YOUR ASSIGNMENT: Repeat every line from the line containing "Can you spot the concrete path" to the end of the data, exactly. Leave the pictures out.

•••

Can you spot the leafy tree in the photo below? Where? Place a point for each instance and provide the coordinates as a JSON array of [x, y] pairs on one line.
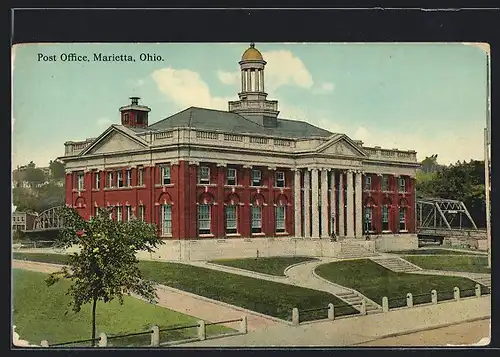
[[57, 169], [106, 266]]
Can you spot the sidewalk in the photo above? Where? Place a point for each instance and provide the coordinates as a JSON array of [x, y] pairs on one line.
[[362, 329]]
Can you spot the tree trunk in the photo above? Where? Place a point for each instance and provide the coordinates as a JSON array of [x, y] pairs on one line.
[[94, 303]]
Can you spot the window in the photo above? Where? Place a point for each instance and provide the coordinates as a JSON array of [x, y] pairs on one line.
[[402, 184], [119, 178], [97, 180], [280, 179], [140, 213], [119, 214], [385, 218], [204, 174], [256, 178], [140, 176], [109, 181], [204, 219], [231, 177], [166, 220], [165, 175], [231, 220], [402, 219], [385, 183], [256, 219], [368, 183], [280, 219], [128, 178], [80, 181], [368, 219]]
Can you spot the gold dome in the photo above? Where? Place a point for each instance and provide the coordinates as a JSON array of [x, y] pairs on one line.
[[252, 54]]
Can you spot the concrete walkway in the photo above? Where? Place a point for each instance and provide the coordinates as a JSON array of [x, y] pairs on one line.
[[189, 304], [362, 329]]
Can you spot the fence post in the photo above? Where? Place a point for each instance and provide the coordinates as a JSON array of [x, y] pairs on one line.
[[385, 304], [243, 325], [409, 300], [478, 290], [363, 307], [295, 316], [331, 312], [201, 330], [155, 336], [434, 297], [103, 340]]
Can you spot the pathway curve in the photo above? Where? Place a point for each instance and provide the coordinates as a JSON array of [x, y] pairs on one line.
[[177, 300]]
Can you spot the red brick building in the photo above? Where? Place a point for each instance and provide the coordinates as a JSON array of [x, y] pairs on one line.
[[202, 173]]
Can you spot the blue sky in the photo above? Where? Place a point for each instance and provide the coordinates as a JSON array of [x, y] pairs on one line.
[[426, 97]]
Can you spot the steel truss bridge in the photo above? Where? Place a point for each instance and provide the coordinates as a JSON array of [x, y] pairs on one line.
[[445, 218]]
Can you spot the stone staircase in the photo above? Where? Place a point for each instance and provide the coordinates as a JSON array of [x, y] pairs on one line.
[[396, 264], [484, 280], [354, 300], [350, 250]]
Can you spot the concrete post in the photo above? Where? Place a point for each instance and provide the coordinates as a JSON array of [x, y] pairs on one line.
[[409, 300], [363, 307], [201, 330], [434, 297], [295, 316], [103, 340], [155, 336], [478, 290], [331, 312], [385, 304], [244, 325]]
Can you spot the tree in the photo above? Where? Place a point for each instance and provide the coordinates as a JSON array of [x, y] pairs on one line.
[[57, 169], [106, 266]]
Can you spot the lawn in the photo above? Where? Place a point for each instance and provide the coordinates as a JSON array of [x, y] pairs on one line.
[[473, 264], [267, 297], [375, 282], [40, 314], [437, 251], [267, 265]]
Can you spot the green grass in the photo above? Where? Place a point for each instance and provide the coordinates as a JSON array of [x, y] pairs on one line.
[[434, 252], [267, 265], [375, 282], [266, 297], [473, 264], [39, 314]]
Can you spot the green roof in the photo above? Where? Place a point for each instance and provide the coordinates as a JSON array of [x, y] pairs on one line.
[[217, 120]]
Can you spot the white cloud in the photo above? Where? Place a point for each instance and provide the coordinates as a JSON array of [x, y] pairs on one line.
[[186, 88]]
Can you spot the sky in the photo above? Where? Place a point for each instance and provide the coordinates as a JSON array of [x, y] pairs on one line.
[[431, 98]]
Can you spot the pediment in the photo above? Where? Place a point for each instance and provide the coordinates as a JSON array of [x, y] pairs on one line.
[[114, 140], [341, 146]]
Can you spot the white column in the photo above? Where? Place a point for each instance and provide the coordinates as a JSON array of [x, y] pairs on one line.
[[315, 203], [350, 205], [341, 205], [307, 187], [249, 81], [297, 204], [262, 79], [324, 203], [332, 202], [359, 204]]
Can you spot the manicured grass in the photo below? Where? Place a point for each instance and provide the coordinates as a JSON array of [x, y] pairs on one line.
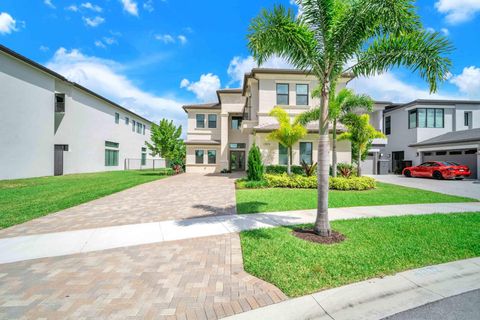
[[26, 199], [282, 199], [373, 248]]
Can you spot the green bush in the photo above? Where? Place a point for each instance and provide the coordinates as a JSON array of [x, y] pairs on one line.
[[352, 183], [255, 165], [279, 169]]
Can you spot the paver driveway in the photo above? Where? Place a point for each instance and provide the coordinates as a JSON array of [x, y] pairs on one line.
[[177, 197]]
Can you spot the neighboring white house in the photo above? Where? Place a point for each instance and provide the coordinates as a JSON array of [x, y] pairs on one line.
[[51, 126], [428, 130], [220, 134]]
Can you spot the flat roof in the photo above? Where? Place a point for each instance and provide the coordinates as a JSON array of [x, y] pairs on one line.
[[36, 65]]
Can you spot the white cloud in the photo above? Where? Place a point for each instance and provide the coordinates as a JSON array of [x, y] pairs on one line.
[[106, 78], [49, 3], [7, 23], [204, 89], [239, 66], [90, 6], [182, 39], [458, 11], [93, 22], [130, 6], [388, 87], [468, 81]]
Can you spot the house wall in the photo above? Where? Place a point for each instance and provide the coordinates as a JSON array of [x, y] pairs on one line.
[[31, 127]]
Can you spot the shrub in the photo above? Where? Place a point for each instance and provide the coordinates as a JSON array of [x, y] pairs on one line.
[[279, 169], [255, 165], [352, 183]]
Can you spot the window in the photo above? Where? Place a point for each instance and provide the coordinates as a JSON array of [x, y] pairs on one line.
[[426, 118], [144, 156], [60, 102], [212, 156], [282, 94], [111, 153], [237, 145], [200, 120], [306, 152], [388, 125], [282, 154], [302, 94], [212, 120], [236, 122], [199, 156]]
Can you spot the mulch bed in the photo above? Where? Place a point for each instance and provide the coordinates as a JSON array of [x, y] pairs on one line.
[[310, 235]]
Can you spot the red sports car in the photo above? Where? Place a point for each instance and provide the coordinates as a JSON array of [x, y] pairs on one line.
[[438, 170]]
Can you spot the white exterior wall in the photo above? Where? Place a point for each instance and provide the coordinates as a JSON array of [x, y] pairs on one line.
[[28, 135]]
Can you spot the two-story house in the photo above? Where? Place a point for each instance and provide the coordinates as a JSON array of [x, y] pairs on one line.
[[432, 130], [220, 134]]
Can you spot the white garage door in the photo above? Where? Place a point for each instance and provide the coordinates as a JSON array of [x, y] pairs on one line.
[[464, 157]]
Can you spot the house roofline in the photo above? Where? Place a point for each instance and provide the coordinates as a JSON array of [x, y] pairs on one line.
[[36, 65]]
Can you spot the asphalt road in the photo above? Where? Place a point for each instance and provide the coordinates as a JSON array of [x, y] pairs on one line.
[[465, 306]]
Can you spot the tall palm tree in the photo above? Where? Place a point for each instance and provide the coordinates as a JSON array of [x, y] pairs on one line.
[[376, 34], [361, 133], [341, 104], [287, 134]]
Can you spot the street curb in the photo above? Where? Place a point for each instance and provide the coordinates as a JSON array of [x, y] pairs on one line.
[[377, 298]]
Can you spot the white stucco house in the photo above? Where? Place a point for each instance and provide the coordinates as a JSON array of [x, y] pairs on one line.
[[220, 134], [52, 126]]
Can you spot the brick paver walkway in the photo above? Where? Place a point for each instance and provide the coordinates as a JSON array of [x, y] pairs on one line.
[[189, 279], [178, 197]]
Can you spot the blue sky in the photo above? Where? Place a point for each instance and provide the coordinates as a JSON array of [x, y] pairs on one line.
[[155, 55]]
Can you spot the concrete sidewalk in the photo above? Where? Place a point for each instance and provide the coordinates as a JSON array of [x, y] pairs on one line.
[[71, 242], [377, 298]]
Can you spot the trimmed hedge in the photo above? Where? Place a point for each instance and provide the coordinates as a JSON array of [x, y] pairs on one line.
[[303, 182], [279, 169]]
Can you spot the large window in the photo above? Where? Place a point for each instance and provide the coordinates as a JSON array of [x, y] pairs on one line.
[[236, 122], [212, 121], [198, 156], [426, 118], [306, 152], [212, 156], [200, 120], [111, 154], [282, 154], [282, 94], [388, 125], [302, 94]]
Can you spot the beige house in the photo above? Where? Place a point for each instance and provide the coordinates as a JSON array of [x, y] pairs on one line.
[[220, 134]]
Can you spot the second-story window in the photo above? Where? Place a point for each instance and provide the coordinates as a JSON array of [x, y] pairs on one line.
[[388, 125], [200, 120], [302, 94], [282, 94], [212, 121]]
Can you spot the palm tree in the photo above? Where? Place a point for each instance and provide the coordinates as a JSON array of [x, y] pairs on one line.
[[341, 104], [287, 134], [361, 133], [376, 34]]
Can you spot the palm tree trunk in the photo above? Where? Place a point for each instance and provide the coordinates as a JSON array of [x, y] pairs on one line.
[[334, 148], [322, 224]]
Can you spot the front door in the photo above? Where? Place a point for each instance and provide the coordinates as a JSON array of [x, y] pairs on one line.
[[237, 160], [58, 160]]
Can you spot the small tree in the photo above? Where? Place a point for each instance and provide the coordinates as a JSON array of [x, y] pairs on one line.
[[287, 134], [360, 133], [255, 165], [166, 143]]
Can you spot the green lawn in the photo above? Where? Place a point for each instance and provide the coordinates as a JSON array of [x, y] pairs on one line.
[[26, 199], [267, 200], [373, 248]]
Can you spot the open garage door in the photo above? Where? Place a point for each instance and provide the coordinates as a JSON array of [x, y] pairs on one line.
[[466, 157]]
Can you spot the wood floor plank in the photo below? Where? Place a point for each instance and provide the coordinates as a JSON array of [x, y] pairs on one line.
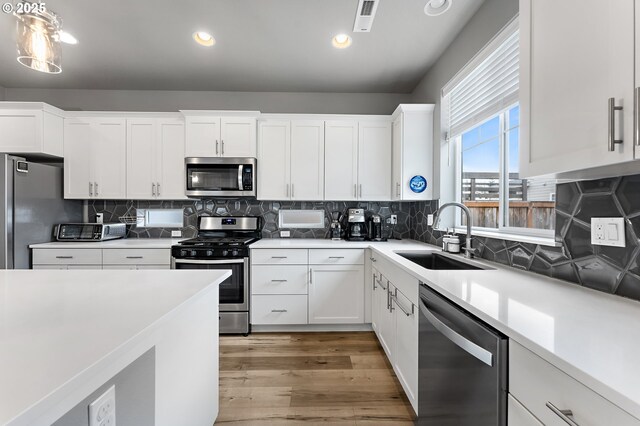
[[286, 362]]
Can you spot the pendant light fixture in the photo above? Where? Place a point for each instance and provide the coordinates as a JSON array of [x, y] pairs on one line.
[[38, 39]]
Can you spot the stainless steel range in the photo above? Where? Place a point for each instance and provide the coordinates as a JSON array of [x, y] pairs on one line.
[[223, 243]]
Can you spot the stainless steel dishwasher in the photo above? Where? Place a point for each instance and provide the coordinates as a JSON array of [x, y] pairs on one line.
[[462, 366]]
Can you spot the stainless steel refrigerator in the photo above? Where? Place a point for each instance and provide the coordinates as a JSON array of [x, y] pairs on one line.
[[31, 204]]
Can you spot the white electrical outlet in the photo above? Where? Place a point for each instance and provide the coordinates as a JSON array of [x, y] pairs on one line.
[[607, 231], [102, 411]]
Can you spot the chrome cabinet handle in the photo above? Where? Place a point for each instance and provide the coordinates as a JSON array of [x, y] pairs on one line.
[[612, 124], [565, 415], [471, 348], [636, 118]]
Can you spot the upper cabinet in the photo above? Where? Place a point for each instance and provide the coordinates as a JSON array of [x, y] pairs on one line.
[[211, 135], [357, 156], [95, 158], [412, 155], [155, 158], [576, 85], [31, 128], [291, 160]]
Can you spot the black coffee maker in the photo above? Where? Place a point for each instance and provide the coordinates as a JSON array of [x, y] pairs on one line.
[[356, 228], [374, 228]]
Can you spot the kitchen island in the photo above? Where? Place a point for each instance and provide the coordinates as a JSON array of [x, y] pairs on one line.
[[66, 334]]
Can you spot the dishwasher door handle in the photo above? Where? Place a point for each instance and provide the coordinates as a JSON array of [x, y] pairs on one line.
[[470, 347]]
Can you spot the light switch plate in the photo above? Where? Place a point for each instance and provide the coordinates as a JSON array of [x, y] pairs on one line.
[[102, 411], [608, 231]]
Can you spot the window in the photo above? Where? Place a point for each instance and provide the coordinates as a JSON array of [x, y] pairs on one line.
[[483, 122]]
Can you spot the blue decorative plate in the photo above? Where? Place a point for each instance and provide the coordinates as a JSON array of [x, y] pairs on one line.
[[418, 184]]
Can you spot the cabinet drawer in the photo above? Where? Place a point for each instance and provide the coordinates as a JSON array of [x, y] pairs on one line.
[[286, 279], [279, 257], [279, 309], [67, 256], [336, 257], [536, 383], [136, 256]]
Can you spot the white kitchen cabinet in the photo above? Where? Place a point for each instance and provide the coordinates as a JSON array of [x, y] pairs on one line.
[[274, 159], [95, 158], [220, 136], [374, 165], [155, 159], [29, 128], [307, 160], [574, 56], [336, 294], [412, 151], [291, 160], [341, 160]]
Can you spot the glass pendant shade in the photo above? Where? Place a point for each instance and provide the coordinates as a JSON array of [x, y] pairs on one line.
[[38, 42]]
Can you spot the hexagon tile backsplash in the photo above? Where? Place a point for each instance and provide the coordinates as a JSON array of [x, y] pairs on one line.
[[608, 269]]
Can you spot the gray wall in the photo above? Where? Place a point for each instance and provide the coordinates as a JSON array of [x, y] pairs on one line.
[[269, 102], [135, 396]]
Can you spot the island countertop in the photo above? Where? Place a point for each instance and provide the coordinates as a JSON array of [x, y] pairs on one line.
[[57, 328]]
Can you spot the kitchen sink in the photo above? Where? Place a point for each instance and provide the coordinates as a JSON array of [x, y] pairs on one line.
[[437, 261]]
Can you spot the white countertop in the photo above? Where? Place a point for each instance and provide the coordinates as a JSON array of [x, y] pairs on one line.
[[122, 243], [591, 335], [58, 326]]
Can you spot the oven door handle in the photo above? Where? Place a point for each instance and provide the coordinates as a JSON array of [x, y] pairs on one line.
[[208, 262], [476, 351]]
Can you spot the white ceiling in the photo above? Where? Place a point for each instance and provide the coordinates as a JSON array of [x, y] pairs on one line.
[[262, 45]]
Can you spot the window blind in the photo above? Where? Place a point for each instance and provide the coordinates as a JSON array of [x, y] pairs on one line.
[[487, 85]]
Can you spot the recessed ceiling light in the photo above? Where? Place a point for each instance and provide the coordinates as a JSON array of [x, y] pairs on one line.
[[204, 38], [67, 38], [437, 7], [341, 41]]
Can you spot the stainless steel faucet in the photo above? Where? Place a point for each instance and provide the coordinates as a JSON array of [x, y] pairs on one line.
[[468, 251]]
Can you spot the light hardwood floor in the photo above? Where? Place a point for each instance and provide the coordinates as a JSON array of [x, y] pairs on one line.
[[309, 378]]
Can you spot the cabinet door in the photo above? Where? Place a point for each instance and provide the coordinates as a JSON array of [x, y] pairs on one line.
[[307, 160], [202, 137], [574, 56], [396, 159], [77, 157], [336, 294], [341, 160], [109, 158], [238, 137], [141, 158], [170, 173], [274, 146], [405, 359], [374, 161]]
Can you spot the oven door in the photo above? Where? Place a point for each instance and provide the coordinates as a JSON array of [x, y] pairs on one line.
[[234, 291], [220, 177]]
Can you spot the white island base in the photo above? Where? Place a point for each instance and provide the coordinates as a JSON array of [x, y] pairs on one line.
[[66, 334]]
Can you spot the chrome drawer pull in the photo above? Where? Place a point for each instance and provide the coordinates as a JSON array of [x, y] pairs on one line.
[[565, 415]]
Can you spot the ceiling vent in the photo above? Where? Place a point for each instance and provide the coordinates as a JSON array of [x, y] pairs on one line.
[[364, 15]]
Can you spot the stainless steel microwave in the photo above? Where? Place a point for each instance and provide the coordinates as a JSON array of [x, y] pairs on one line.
[[220, 177]]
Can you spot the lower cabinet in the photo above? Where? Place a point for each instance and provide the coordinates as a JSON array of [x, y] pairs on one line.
[[116, 259], [336, 294]]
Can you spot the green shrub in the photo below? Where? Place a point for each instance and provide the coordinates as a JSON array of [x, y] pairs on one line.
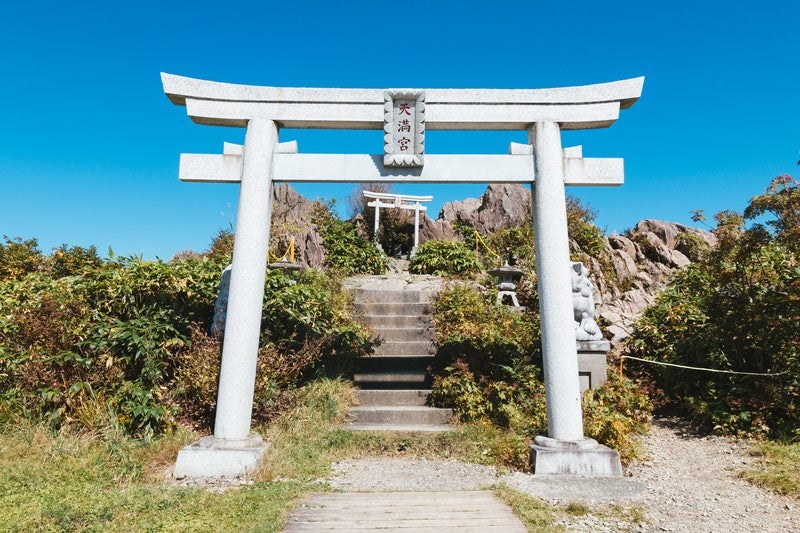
[[488, 365], [123, 342], [692, 246], [615, 413], [19, 257], [737, 310], [346, 252], [581, 228], [444, 258]]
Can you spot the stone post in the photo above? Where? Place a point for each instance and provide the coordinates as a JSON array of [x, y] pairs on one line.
[[243, 323], [416, 229], [562, 389], [376, 226], [565, 450], [233, 450]]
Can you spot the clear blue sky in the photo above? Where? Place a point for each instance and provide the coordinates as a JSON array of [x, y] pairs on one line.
[[89, 144]]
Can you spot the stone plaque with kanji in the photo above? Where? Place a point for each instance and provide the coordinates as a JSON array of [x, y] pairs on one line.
[[403, 128]]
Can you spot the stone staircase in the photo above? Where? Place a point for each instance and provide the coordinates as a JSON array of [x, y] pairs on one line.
[[394, 383]]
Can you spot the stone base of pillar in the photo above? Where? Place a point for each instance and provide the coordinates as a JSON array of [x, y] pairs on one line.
[[576, 458], [220, 458], [592, 370]]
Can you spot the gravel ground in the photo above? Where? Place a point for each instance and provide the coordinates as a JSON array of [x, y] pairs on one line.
[[689, 483]]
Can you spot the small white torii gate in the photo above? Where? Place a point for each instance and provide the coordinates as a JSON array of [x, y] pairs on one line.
[[397, 201], [543, 113]]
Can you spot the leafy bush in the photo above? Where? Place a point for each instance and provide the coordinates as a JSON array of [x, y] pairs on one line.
[[123, 344], [736, 310], [346, 252], [581, 228], [488, 337], [488, 369], [19, 257], [444, 258], [615, 413]]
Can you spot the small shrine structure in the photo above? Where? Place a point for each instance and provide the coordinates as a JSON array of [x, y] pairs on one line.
[[404, 115], [397, 201]]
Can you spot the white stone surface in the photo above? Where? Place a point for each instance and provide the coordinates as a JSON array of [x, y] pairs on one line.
[[560, 357], [438, 116], [583, 457], [363, 168], [177, 88], [248, 271], [217, 458]]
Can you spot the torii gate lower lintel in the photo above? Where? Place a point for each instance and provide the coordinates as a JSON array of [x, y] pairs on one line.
[[544, 163]]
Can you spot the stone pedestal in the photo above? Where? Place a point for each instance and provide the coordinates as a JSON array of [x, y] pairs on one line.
[[592, 370], [578, 458], [220, 458]]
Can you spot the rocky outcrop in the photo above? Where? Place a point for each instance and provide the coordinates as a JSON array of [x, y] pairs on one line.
[[632, 270], [291, 217], [501, 206]]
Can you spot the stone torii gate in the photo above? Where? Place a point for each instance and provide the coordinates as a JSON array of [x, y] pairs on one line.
[[397, 201], [404, 115]]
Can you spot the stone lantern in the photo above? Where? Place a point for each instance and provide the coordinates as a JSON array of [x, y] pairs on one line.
[[508, 277], [286, 262]]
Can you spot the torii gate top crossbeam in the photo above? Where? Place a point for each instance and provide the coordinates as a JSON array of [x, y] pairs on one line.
[[227, 104]]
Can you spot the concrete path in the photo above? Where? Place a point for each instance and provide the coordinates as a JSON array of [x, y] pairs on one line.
[[440, 512]]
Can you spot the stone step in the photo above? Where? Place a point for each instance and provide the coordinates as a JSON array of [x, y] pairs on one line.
[[392, 308], [390, 296], [390, 363], [391, 334], [397, 321], [425, 347], [393, 397], [393, 380], [400, 428], [399, 414]]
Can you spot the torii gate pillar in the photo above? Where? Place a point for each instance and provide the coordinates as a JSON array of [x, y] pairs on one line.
[[564, 450]]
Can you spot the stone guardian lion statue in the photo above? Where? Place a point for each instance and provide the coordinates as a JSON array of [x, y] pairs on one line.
[[586, 328]]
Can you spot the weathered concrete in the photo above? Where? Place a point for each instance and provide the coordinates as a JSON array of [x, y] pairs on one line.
[[592, 363], [584, 457], [218, 458], [395, 381], [477, 511]]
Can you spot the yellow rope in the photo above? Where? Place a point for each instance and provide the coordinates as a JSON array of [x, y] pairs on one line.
[[478, 238], [287, 256], [662, 363]]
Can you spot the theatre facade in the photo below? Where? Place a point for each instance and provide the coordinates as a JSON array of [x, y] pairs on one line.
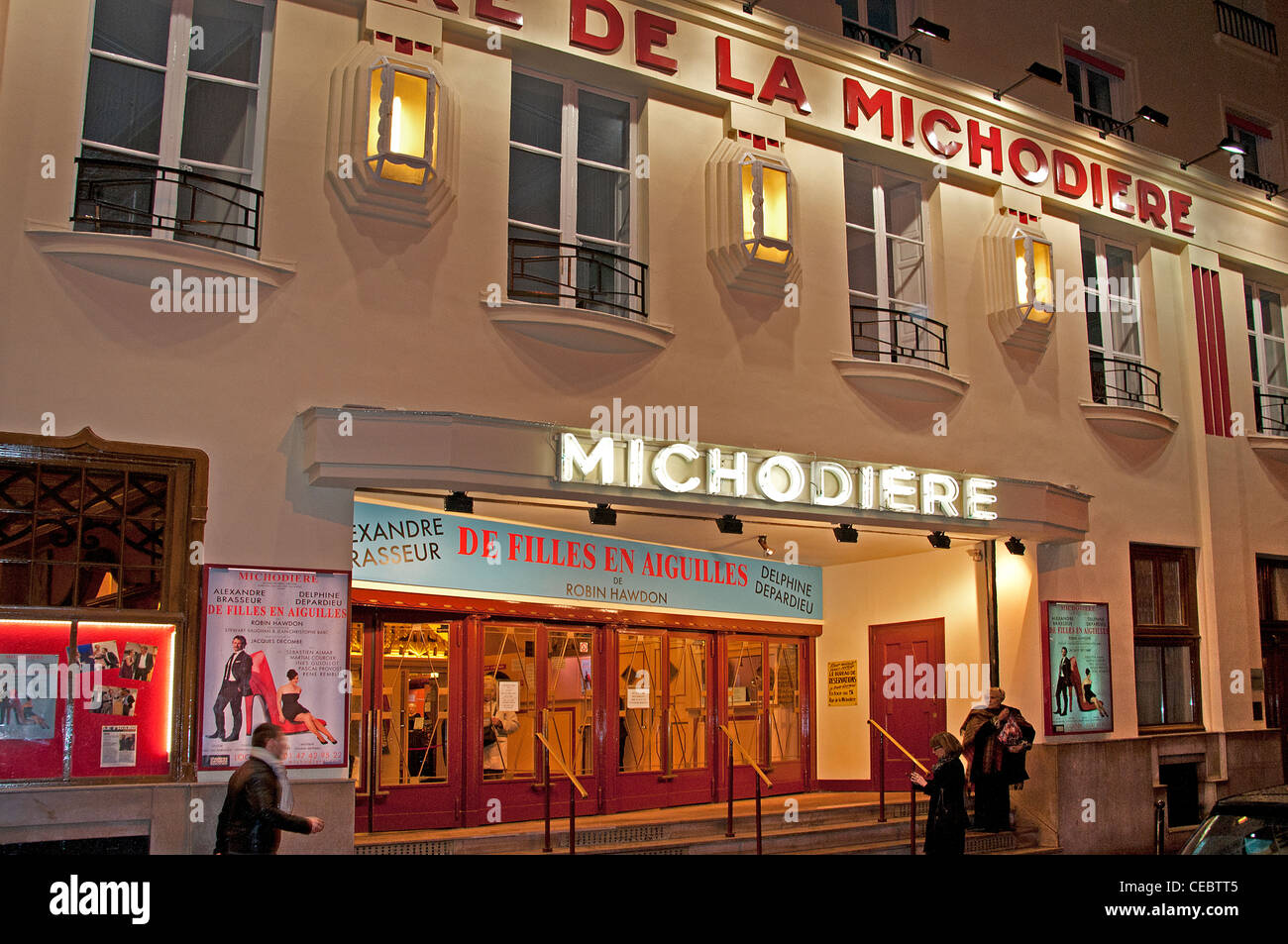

•••

ANSWER FOR THIS EXERCISE:
Can you spot the concrete path in the photo above? Where? Place a point for each instance and provide the coordinates as a JSON array of [x, y] pairs on one line.
[[440, 512]]
Can you spot the stone step in the photo above? Where? Place a point for each instance and provide the coordinates as a JSON array of [x, y] pairs on one line.
[[392, 308], [390, 296], [390, 363], [391, 334], [397, 321], [425, 347], [393, 397], [393, 380], [400, 428], [399, 414]]
Can you spot the torii gate pillar in the photo above? Where? Place a point for each instance and provide the coordinates as a JSON array of [x, y] pairs on one line.
[[564, 450]]
Can you spot the stone guardian lion statue in the photo above? Where? Place a point for each instance and provide the coordinates as a JSON array of [x, y] pairs on one line.
[[586, 328]]
Can you spot the weathered concrete in the photo above? Where? Place a point for each instance and provide the coordinates as a JSON array of [x, y] pairs on one line.
[[592, 363], [584, 457], [218, 458], [395, 381], [477, 511]]
Can you spot the yellow rope in the photo above? Where? Place a point for each instance and provide the coordinates as a JSON array of [x, y] pairs on one line.
[[478, 238], [287, 256], [662, 363]]
Can you spot the theatre facade in the photo below? Where? Place a point for each instance and provide the coordinates as a JSON array of [x, y] pairs on one line.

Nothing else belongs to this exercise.